● Task directions
Set the data below down again, exactly, with every picture left out.

*** Data Section Begins ***

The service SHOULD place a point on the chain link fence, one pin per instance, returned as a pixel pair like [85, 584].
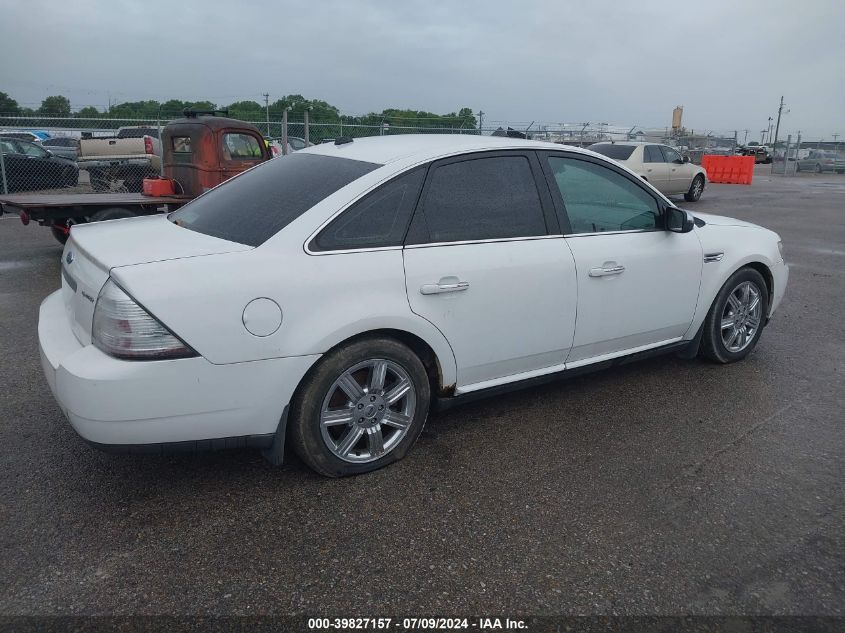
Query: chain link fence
[99, 155]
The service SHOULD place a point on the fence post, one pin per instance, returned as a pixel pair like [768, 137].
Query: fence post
[3, 172]
[285, 131]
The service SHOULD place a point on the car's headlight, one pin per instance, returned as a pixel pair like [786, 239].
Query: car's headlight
[124, 329]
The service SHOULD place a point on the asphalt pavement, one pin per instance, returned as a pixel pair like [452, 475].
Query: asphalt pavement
[663, 487]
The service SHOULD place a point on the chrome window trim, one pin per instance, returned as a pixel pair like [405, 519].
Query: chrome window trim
[497, 240]
[349, 251]
[626, 231]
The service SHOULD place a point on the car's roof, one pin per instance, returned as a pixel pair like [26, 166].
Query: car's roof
[629, 143]
[387, 149]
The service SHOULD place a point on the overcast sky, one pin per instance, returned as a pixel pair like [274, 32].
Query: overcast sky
[624, 63]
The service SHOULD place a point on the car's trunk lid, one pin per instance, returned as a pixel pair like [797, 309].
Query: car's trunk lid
[94, 249]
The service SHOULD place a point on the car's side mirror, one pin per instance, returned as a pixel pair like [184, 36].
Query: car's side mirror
[678, 220]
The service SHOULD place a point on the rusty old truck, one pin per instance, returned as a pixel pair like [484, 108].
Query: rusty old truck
[199, 152]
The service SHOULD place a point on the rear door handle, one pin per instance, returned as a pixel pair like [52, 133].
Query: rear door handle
[604, 272]
[447, 284]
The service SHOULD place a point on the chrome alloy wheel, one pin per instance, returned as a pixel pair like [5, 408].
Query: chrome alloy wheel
[741, 317]
[368, 410]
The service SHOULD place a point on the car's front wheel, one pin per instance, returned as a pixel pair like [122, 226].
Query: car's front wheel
[736, 318]
[361, 408]
[695, 190]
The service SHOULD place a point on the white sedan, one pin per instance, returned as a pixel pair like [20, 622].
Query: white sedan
[332, 297]
[661, 165]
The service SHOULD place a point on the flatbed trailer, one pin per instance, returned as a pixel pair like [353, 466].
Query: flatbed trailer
[61, 211]
[199, 152]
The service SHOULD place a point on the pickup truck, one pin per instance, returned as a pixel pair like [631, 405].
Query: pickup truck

*** Data Section Ends ***

● Answer to this problem
The service SHOULD place a point on the chain link fence, one pin per instance, returned as a pixel pair like [85, 584].
Query: chain link fence
[99, 155]
The service SHOULD place a point on the fence post, one pin per instance, returned as a pixel pair like [768, 137].
Query: fence post
[3, 172]
[285, 131]
The service SHOULD place a point on the car's headlight, one pin per instance, returned as a pixel pair like [786, 239].
Query: car's headlight
[124, 329]
The service SHOULD place a point on the asphalt pavement, one pin per instance, returned as a pixel pair like [452, 475].
Query: asphalt pavement
[663, 487]
The service SHOULD place a point on the chrome window trim, one pin per instance, returned as a pixel pair like [405, 519].
Query: chrome window trim
[497, 240]
[349, 251]
[626, 231]
The service SHOULD place a point on the car's roof, one pin per instance, returned as a pixel pair like [26, 166].
Query: car's roof
[629, 143]
[387, 149]
The service SHOULD place a point on the overcast sky, one pin per instance, returned as a pixel pair like [274, 32].
Query: overcast sky
[624, 63]
The service SHOULD place a point on the car's trunk lid, one pin per instance, returned as a pixel pair like [797, 309].
Query: car's trunk lid
[94, 249]
The service SHOULD place a point on the car's side mirror, one pin per instance, returned as a pixel pair like [184, 36].
Query: car's side mirror
[678, 220]
The service SHOULD place a point on the rusty old truck, one pin per instance, returned as a pixel pair like [484, 108].
Query: rusty old truck
[199, 152]
The service SHOULD place a point on the rear door handle, one pin per instance, returned as a pixel pair like [52, 133].
Query: rear door handle
[604, 272]
[447, 284]
The service SHOULD place a point on the chrome alloy wheel, one pin per instance, returned as a pixel pair like [5, 408].
Query: chrome alloy wheel
[741, 317]
[368, 410]
The service SHOULD place a point on the car's front wheel, one pin per instance, returned as a pixel pair like [122, 226].
Query: car's front wheel
[736, 318]
[361, 408]
[695, 190]
The service SHOULD place a point on the white sedan, one pin per instance, returned as a pixel pair like [20, 622].
Query: white sedan
[332, 297]
[661, 165]
The service SHOULD place a point on the flatbed trailer, one pin per instance, returned as a pixel pair like [353, 466].
Query: flatbed trailer
[61, 211]
[199, 152]
The service SHOULD place a point on the pickup truck, one pin per instance, returned as a pixel pair like [631, 405].
Query: pickup truck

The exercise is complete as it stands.